[Mask labeling examples]
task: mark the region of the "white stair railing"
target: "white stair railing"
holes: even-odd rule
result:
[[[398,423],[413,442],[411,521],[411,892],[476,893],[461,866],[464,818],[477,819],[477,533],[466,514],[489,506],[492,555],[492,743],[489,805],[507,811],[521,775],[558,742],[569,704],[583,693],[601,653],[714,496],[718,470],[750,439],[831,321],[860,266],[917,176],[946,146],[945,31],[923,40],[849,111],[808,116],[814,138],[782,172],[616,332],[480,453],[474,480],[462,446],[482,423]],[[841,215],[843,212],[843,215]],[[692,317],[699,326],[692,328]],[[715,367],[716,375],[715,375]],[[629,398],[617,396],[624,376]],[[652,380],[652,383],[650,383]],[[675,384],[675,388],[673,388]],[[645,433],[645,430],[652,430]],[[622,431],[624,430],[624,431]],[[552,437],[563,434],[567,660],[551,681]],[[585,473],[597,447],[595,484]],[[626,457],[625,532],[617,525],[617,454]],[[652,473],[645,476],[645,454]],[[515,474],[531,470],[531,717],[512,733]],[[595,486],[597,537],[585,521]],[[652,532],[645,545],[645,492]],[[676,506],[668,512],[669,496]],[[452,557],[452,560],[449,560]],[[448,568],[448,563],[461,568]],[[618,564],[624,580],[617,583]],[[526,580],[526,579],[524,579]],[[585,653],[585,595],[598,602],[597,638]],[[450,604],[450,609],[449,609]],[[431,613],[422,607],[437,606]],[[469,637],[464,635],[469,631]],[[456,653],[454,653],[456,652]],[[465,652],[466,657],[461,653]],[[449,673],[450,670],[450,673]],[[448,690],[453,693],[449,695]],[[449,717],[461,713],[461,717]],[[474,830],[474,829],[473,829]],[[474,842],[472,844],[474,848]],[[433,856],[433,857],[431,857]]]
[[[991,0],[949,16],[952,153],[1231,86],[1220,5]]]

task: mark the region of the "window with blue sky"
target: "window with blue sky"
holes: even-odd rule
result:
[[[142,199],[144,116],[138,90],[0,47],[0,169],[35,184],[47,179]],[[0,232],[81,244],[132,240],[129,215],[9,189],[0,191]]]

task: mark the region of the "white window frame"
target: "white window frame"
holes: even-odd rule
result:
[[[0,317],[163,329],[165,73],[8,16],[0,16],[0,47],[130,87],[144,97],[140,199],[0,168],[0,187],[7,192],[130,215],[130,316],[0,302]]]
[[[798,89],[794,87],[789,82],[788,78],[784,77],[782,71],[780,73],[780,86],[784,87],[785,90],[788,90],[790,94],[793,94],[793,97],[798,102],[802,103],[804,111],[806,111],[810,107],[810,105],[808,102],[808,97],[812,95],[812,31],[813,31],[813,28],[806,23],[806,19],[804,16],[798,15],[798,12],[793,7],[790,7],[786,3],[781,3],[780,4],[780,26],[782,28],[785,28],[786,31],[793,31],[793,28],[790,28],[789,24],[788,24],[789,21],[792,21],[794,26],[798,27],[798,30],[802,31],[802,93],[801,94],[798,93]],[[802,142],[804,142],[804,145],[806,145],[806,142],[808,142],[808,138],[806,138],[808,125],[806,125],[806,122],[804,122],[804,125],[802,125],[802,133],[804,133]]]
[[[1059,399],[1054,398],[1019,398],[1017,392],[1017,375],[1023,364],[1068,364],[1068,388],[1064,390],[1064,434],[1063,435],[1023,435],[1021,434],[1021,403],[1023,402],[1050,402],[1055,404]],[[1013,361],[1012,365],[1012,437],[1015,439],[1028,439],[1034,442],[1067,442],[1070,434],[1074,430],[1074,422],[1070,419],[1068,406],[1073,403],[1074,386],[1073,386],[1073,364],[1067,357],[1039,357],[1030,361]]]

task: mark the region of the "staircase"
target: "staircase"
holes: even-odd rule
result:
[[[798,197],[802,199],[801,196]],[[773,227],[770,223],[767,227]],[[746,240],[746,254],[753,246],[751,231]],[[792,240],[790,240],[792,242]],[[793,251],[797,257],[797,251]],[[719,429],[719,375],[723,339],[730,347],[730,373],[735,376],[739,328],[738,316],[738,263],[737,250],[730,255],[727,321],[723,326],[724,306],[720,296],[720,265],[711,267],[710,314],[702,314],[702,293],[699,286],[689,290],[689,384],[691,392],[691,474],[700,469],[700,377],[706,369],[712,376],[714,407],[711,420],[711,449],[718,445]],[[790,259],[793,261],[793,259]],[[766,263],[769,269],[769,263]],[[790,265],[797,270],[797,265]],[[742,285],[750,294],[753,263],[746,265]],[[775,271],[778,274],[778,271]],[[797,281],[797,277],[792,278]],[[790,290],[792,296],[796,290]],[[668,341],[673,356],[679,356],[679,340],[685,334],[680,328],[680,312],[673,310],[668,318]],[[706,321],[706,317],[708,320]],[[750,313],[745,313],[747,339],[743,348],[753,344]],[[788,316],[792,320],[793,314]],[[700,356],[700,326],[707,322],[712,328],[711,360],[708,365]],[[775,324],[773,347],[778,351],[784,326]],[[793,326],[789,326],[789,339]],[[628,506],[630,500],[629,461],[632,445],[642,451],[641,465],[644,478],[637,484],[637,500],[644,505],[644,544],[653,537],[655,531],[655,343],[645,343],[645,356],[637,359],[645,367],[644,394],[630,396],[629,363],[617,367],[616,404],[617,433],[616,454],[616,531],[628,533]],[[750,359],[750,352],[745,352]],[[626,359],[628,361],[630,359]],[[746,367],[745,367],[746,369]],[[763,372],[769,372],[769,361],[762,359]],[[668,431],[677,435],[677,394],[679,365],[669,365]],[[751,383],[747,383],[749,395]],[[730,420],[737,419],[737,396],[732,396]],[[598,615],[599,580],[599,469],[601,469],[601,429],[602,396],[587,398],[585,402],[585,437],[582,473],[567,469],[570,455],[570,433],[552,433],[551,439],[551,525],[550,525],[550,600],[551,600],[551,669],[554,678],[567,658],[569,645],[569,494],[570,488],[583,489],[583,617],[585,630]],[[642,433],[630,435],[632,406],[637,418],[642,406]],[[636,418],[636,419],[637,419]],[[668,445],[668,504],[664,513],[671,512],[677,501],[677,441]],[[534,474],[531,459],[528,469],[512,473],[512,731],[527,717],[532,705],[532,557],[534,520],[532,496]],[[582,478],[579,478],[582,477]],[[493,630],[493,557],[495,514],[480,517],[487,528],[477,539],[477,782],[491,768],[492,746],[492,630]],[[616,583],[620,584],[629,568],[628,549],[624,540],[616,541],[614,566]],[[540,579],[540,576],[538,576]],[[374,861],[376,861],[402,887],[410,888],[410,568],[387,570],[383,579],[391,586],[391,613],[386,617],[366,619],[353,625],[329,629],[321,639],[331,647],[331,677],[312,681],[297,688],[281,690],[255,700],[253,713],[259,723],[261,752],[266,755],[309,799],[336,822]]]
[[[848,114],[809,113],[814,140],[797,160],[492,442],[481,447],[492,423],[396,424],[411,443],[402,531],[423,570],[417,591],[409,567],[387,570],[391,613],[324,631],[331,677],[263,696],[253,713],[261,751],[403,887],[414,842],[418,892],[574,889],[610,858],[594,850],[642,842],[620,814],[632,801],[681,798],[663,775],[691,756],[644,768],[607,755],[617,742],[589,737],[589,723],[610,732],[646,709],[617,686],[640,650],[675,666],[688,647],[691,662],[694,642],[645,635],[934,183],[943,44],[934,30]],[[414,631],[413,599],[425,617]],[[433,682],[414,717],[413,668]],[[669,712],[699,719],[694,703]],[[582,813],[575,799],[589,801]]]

DESCRIPTION OF THE TASK: Rewrite every line of the listing above as a numbered list, dropping the blank lines.

FINISHED ANSWER:
1. task: mark the region of the "white stair railing"
2. target: "white stair railing"
3. holes: even-odd rule
4. result:
5. [[[398,423],[413,442],[411,521],[411,892],[476,893],[461,866],[464,818],[477,819],[477,533],[466,514],[489,506],[492,555],[492,743],[489,805],[507,811],[521,775],[558,742],[569,704],[583,693],[601,653],[714,496],[718,470],[750,439],[831,321],[860,266],[917,176],[946,146],[945,31],[923,40],[849,111],[808,116],[814,138],[782,172],[616,332],[480,453],[474,480],[462,446],[482,423]],[[841,215],[843,212],[843,215]],[[692,317],[699,326],[692,328]],[[715,367],[716,375],[715,375]],[[629,398],[617,396],[624,376]],[[652,380],[652,383],[650,383]],[[675,384],[675,388],[673,388]],[[645,433],[645,430],[652,430]],[[622,431],[624,430],[624,431]],[[552,437],[563,434],[567,660],[551,681]],[[585,473],[597,447],[595,484]],[[626,457],[625,532],[617,525],[617,454]],[[652,473],[645,476],[645,454]],[[515,474],[531,470],[531,717],[512,733]],[[595,486],[597,537],[585,521]],[[652,532],[645,545],[645,492]],[[676,506],[668,512],[669,496]],[[452,557],[452,560],[449,560]],[[448,568],[448,563],[461,568]],[[618,564],[624,580],[617,583]],[[526,580],[526,579],[524,579]],[[585,653],[585,595],[598,602],[597,638]],[[450,604],[450,609],[449,609]],[[431,613],[422,607],[437,606]],[[469,637],[464,635],[469,631]],[[456,653],[454,653],[456,652]],[[465,652],[466,657],[461,653]],[[449,673],[450,670],[450,673]],[[448,690],[453,693],[449,695]],[[449,717],[461,713],[461,717]],[[474,830],[474,829],[473,829]],[[474,842],[472,844],[474,848]],[[433,856],[433,857],[431,857]]]
6. [[[991,0],[949,16],[952,153],[1231,86],[1220,5]]]
7. task: mark the region of the "window with blue sky"
8. target: "window with blue sky"
9. holes: even-odd rule
10. result:
11. [[[142,199],[144,116],[138,90],[0,47],[0,169],[35,184],[47,179]],[[0,232],[81,244],[132,240],[129,215],[9,189],[0,191]]]
12. task: mark the region of the "white window frame"
13. target: "white window frame"
14. holes: even-odd rule
15. result:
16. [[[0,317],[163,329],[165,73],[8,16],[0,16],[0,47],[130,87],[144,97],[140,199],[0,168],[0,187],[7,192],[130,215],[130,316],[0,302]]]
17. [[[798,89],[794,87],[789,82],[788,78],[784,77],[782,71],[780,73],[780,86],[784,87],[785,90],[788,90],[790,94],[793,94],[793,97],[798,102],[802,103],[804,111],[806,111],[810,107],[810,105],[808,102],[808,97],[812,95],[812,31],[813,31],[813,28],[806,23],[806,19],[804,16],[798,15],[798,12],[793,7],[790,7],[786,3],[781,3],[780,4],[780,26],[782,28],[785,28],[786,31],[793,31],[793,28],[790,28],[789,24],[788,24],[789,21],[792,21],[794,26],[798,27],[798,30],[802,31],[802,93],[801,94],[798,93]],[[802,142],[804,142],[804,145],[806,145],[806,142],[808,142],[808,138],[806,138],[808,125],[806,125],[806,122],[804,122],[804,125],[802,125],[802,133],[804,133]]]
18. [[[1059,399],[1054,398],[1019,398],[1017,392],[1017,375],[1023,364],[1068,364],[1068,388],[1064,390],[1064,434],[1063,435],[1023,435],[1021,434],[1021,403],[1023,402],[1050,402],[1055,404]],[[1013,361],[1012,365],[1012,437],[1015,439],[1028,439],[1034,442],[1067,442],[1070,434],[1074,430],[1074,422],[1070,419],[1068,406],[1073,403],[1074,386],[1073,386],[1073,364],[1067,357],[1039,357],[1030,361]]]
19. task: mark the region of the "staircase"
20. target: "staircase"
21. holes: even-odd rule
22. result:
23. [[[798,197],[802,199],[801,196]],[[773,227],[770,223],[767,227]],[[746,240],[746,254],[753,246],[751,231]],[[792,240],[790,240],[792,242]],[[793,251],[797,257],[797,251]],[[719,429],[719,375],[723,339],[730,347],[730,373],[735,376],[739,328],[738,316],[738,263],[737,250],[730,255],[727,321],[723,326],[724,306],[720,296],[720,265],[711,267],[710,314],[702,314],[702,293],[699,286],[689,290],[689,384],[691,392],[691,474],[700,469],[700,377],[706,369],[712,376],[714,407],[711,420],[711,449],[718,445]],[[790,259],[793,261],[793,259]],[[766,263],[769,269],[769,263]],[[790,265],[797,270],[797,265]],[[742,285],[750,294],[753,263],[746,265]],[[775,271],[778,274],[778,271]],[[797,281],[797,277],[792,278]],[[790,290],[792,296],[796,290]],[[668,341],[673,356],[679,356],[679,340],[685,334],[680,328],[680,312],[673,310],[668,318]],[[706,321],[706,317],[708,320]],[[750,313],[745,313],[747,339],[743,348],[753,344]],[[788,316],[792,320],[793,314]],[[700,356],[700,326],[707,322],[712,328],[711,360],[708,365]],[[775,324],[773,347],[778,351],[784,326]],[[793,326],[789,326],[789,339]],[[628,506],[630,500],[629,461],[632,445],[642,451],[641,465],[644,478],[637,484],[637,500],[644,505],[644,544],[653,537],[655,531],[655,343],[645,343],[645,356],[637,359],[645,367],[644,394],[630,396],[629,363],[617,367],[616,404],[617,433],[616,454],[616,531],[628,533]],[[750,359],[750,352],[745,352]],[[626,359],[628,361],[630,359]],[[746,367],[745,367],[746,369]],[[763,372],[769,372],[769,361],[762,359]],[[668,431],[677,435],[677,394],[679,365],[669,365]],[[751,383],[747,383],[749,395]],[[730,420],[737,419],[737,396],[732,396]],[[598,615],[599,580],[599,469],[601,469],[601,429],[602,396],[587,398],[585,402],[585,437],[582,473],[567,469],[570,455],[570,433],[552,433],[551,439],[551,525],[550,525],[550,600],[551,600],[551,669],[554,678],[567,658],[569,645],[569,494],[570,488],[583,489],[583,617],[585,630]],[[642,433],[630,435],[632,406],[637,418],[642,406]],[[636,418],[636,419],[637,419]],[[668,445],[668,504],[664,513],[671,512],[677,501],[677,441]],[[534,474],[531,459],[528,469],[512,473],[512,731],[527,717],[532,705],[532,557],[534,520],[532,496]],[[582,478],[579,478],[582,477]],[[493,630],[493,557],[495,514],[480,517],[487,528],[477,539],[477,782],[491,768],[492,746],[492,630]],[[616,583],[620,584],[629,568],[628,549],[624,540],[616,541],[614,566]],[[540,579],[540,576],[538,576]],[[374,861],[376,861],[402,887],[410,888],[410,568],[387,570],[383,579],[391,586],[391,613],[386,617],[366,619],[353,625],[329,629],[321,639],[331,647],[331,677],[312,681],[297,688],[281,690],[255,700],[253,713],[259,723],[261,752],[266,755],[309,799],[336,822]]]
24. [[[848,114],[809,113],[814,140],[797,160],[492,442],[481,447],[492,423],[396,424],[411,443],[402,531],[423,570],[417,591],[409,567],[387,570],[391,613],[324,631],[331,677],[263,696],[253,713],[261,751],[403,887],[414,842],[418,892],[574,889],[610,858],[594,850],[642,842],[620,814],[632,801],[681,798],[663,775],[691,756],[644,768],[607,755],[617,742],[589,737],[589,723],[610,732],[646,709],[617,686],[640,650],[675,666],[688,647],[691,662],[694,642],[645,635],[934,183],[943,44],[934,30]],[[414,631],[413,599],[425,617]],[[433,682],[414,717],[413,668]],[[669,712],[699,719],[694,703]],[[582,813],[575,799],[589,801]]]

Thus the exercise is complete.